Doesn't the government already run health care?
Next time someone tells you he'll leave the country if it institutes government-run health insurance, suggest he buy his plane ticket today. Almost half of all health care spending in the United States is already government spending—think Medicare, Medicaid, SCHIP, and other state health programs. Meanwhile, the private health insurance market is one of the most highly regulated sectors of the economy, both on the state and federal levels. "They're governed by telephone-book-sized books of regulations," says Robert Moffit of the Heritage Institute. States dictate medical underwriting rules—for example, they can prohibit insurance companies from denying coverage—as well as specify which benefits get included in private plans. So in that sense, almost all private health insurance is "government-run."
Sure, there's a lot more the government could do—force you to enroll, favor one plan over another, set rates, etc. But a blanket condemnation of government-run health care ignores the fact that America is already halfway there. As Blunt put it, "with the federal government already $1.8 trillion in debt, would you really put that institution that's already out of money in charge of your family's health care?" Too late.

● ● ●

EXERCISE REQUIREMENTS
Answer these questions from the text on government-run health care:
(a) What share of all U.S. health care spending does the text say is already government spending?
(b) Who is quoted as saying private insurers are "governed by telephone-book-sized books of regulations"?
(c) In the quote attributed to Blunt, how much debt is the federal government said to be in?

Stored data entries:
● ● ●

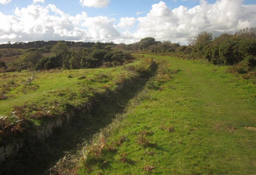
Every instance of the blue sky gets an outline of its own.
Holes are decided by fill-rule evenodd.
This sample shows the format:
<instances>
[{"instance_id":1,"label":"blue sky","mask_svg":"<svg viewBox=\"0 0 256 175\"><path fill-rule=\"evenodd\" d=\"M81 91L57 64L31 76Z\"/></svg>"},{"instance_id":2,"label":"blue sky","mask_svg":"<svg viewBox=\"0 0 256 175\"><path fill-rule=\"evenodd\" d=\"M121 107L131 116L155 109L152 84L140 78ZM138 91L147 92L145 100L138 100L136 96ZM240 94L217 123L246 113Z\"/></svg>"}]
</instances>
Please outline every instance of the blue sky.
<instances>
[{"instance_id":1,"label":"blue sky","mask_svg":"<svg viewBox=\"0 0 256 175\"><path fill-rule=\"evenodd\" d=\"M65 40L186 44L256 27L254 0L0 0L0 43Z\"/></svg>"}]
</instances>

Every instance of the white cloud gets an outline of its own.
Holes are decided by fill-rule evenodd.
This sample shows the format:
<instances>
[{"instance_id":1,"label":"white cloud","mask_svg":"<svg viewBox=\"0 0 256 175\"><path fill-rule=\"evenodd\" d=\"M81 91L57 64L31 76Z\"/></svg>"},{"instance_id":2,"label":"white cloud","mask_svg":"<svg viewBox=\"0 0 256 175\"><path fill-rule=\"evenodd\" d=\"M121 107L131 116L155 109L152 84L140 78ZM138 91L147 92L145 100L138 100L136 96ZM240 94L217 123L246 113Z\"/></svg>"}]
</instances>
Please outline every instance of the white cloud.
<instances>
[{"instance_id":1,"label":"white cloud","mask_svg":"<svg viewBox=\"0 0 256 175\"><path fill-rule=\"evenodd\" d=\"M0 4L5 5L7 4L11 1L12 1L12 0L0 0Z\"/></svg>"},{"instance_id":2,"label":"white cloud","mask_svg":"<svg viewBox=\"0 0 256 175\"><path fill-rule=\"evenodd\" d=\"M17 35L14 33L11 33L10 35L4 35L0 36L0 39L12 39L17 37L18 37Z\"/></svg>"},{"instance_id":3,"label":"white cloud","mask_svg":"<svg viewBox=\"0 0 256 175\"><path fill-rule=\"evenodd\" d=\"M128 28L132 26L136 21L137 20L133 17L122 18L117 26L120 28Z\"/></svg>"},{"instance_id":4,"label":"white cloud","mask_svg":"<svg viewBox=\"0 0 256 175\"><path fill-rule=\"evenodd\" d=\"M110 0L80 0L82 6L96 8L106 7L110 2Z\"/></svg>"},{"instance_id":5,"label":"white cloud","mask_svg":"<svg viewBox=\"0 0 256 175\"><path fill-rule=\"evenodd\" d=\"M95 41L112 41L120 36L120 33L114 25L114 19L104 16L88 18L82 24L88 28L91 37Z\"/></svg>"},{"instance_id":6,"label":"white cloud","mask_svg":"<svg viewBox=\"0 0 256 175\"><path fill-rule=\"evenodd\" d=\"M0 43L64 40L129 43L151 37L185 44L204 31L216 36L254 27L256 5L243 5L243 2L220 0L210 4L201 0L192 8L181 6L172 10L160 1L146 15L118 20L103 16L89 18L84 12L71 16L54 4L32 4L16 8L13 15L0 12Z\"/></svg>"},{"instance_id":7,"label":"white cloud","mask_svg":"<svg viewBox=\"0 0 256 175\"><path fill-rule=\"evenodd\" d=\"M185 44L188 38L204 31L216 35L256 26L256 5L242 5L243 0L220 0L188 9L181 6L171 10L160 1L152 6L146 16L138 18L139 23L133 34L135 38L151 37Z\"/></svg>"},{"instance_id":8,"label":"white cloud","mask_svg":"<svg viewBox=\"0 0 256 175\"><path fill-rule=\"evenodd\" d=\"M143 12L137 12L136 14L136 15L138 16L143 13L144 13Z\"/></svg>"},{"instance_id":9,"label":"white cloud","mask_svg":"<svg viewBox=\"0 0 256 175\"><path fill-rule=\"evenodd\" d=\"M38 3L38 2L44 3L44 0L33 0L33 3L34 4Z\"/></svg>"}]
</instances>

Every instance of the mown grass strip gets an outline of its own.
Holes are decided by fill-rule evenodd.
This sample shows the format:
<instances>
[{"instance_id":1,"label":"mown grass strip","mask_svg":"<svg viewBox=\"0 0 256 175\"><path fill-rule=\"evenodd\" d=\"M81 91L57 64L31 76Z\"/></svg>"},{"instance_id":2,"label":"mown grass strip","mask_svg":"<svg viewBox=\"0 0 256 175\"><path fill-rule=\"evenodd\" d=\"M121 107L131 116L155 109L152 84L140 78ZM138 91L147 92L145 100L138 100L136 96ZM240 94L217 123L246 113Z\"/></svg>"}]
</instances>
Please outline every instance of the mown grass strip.
<instances>
[{"instance_id":1,"label":"mown grass strip","mask_svg":"<svg viewBox=\"0 0 256 175\"><path fill-rule=\"evenodd\" d=\"M101 137L101 155L89 166L81 160L78 173L254 173L255 85L226 73L226 67L154 57L178 73L147 91L149 98L132 106L110 137Z\"/></svg>"}]
</instances>

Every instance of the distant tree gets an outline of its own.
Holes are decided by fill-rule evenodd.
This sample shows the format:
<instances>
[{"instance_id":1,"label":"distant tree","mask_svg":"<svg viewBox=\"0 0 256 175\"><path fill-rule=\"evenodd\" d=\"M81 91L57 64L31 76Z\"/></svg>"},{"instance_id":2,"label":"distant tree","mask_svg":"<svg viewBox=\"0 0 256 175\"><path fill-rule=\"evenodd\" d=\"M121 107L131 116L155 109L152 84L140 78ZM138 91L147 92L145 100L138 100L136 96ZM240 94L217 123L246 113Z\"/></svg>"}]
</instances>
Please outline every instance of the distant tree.
<instances>
[{"instance_id":1,"label":"distant tree","mask_svg":"<svg viewBox=\"0 0 256 175\"><path fill-rule=\"evenodd\" d=\"M247 28L240 29L235 33L234 36L248 39L256 39L256 28Z\"/></svg>"},{"instance_id":2,"label":"distant tree","mask_svg":"<svg viewBox=\"0 0 256 175\"><path fill-rule=\"evenodd\" d=\"M62 60L68 54L68 47L66 42L58 41L51 51L56 56L60 57Z\"/></svg>"},{"instance_id":3,"label":"distant tree","mask_svg":"<svg viewBox=\"0 0 256 175\"><path fill-rule=\"evenodd\" d=\"M147 37L140 40L139 42L140 49L141 50L146 50L150 45L155 44L156 40L151 37Z\"/></svg>"},{"instance_id":4,"label":"distant tree","mask_svg":"<svg viewBox=\"0 0 256 175\"><path fill-rule=\"evenodd\" d=\"M1 68L6 68L6 64L4 61L0 60L0 69Z\"/></svg>"},{"instance_id":5,"label":"distant tree","mask_svg":"<svg viewBox=\"0 0 256 175\"><path fill-rule=\"evenodd\" d=\"M20 56L21 63L30 69L34 69L35 65L42 58L39 51L34 51L26 52Z\"/></svg>"},{"instance_id":6,"label":"distant tree","mask_svg":"<svg viewBox=\"0 0 256 175\"><path fill-rule=\"evenodd\" d=\"M104 45L103 43L98 41L92 46L92 48L94 49L103 49L104 48Z\"/></svg>"}]
</instances>

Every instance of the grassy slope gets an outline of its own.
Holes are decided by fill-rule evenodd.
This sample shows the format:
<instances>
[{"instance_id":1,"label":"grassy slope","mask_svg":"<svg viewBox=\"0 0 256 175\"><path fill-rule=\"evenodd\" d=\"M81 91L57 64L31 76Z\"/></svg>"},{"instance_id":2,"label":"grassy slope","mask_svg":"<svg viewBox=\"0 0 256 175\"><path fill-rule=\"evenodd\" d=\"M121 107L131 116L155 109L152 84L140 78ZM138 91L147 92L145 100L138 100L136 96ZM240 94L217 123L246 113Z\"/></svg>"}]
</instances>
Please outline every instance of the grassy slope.
<instances>
[{"instance_id":1,"label":"grassy slope","mask_svg":"<svg viewBox=\"0 0 256 175\"><path fill-rule=\"evenodd\" d=\"M139 61L138 60L129 65ZM86 98L79 96L79 88L88 85L102 90L104 87L114 88L116 86L114 82L118 79L122 67L42 71L36 75L31 85L27 87L22 85L22 83L33 75L33 72L25 71L0 73L0 91L3 85L8 85L13 80L15 83L13 87L10 85L10 90L6 94L10 98L0 100L0 116L10 115L14 105L21 105L26 102L43 105L54 99L65 99L71 103L79 100L86 101ZM101 77L102 75L107 77L104 79ZM69 78L69 76L71 78ZM84 79L79 79L82 77ZM26 89L23 90L25 93L22 92L24 88L30 87L34 88L35 90Z\"/></svg>"},{"instance_id":2,"label":"grassy slope","mask_svg":"<svg viewBox=\"0 0 256 175\"><path fill-rule=\"evenodd\" d=\"M128 141L116 153L106 153L106 162L91 174L147 174L146 165L155 167L156 174L254 173L255 85L225 73L226 67L155 57L180 71L162 90L151 91L152 100L132 110L108 138L108 144L122 136ZM170 126L175 132L163 130ZM146 148L136 141L143 130L152 133L146 137L154 144Z\"/></svg>"}]
</instances>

● ● ●

ANSWER TO THE PROBLEM
(a) Almost half.
(b) Robert Moffit of the Heritage Institute.
(c) $1.8 trillion.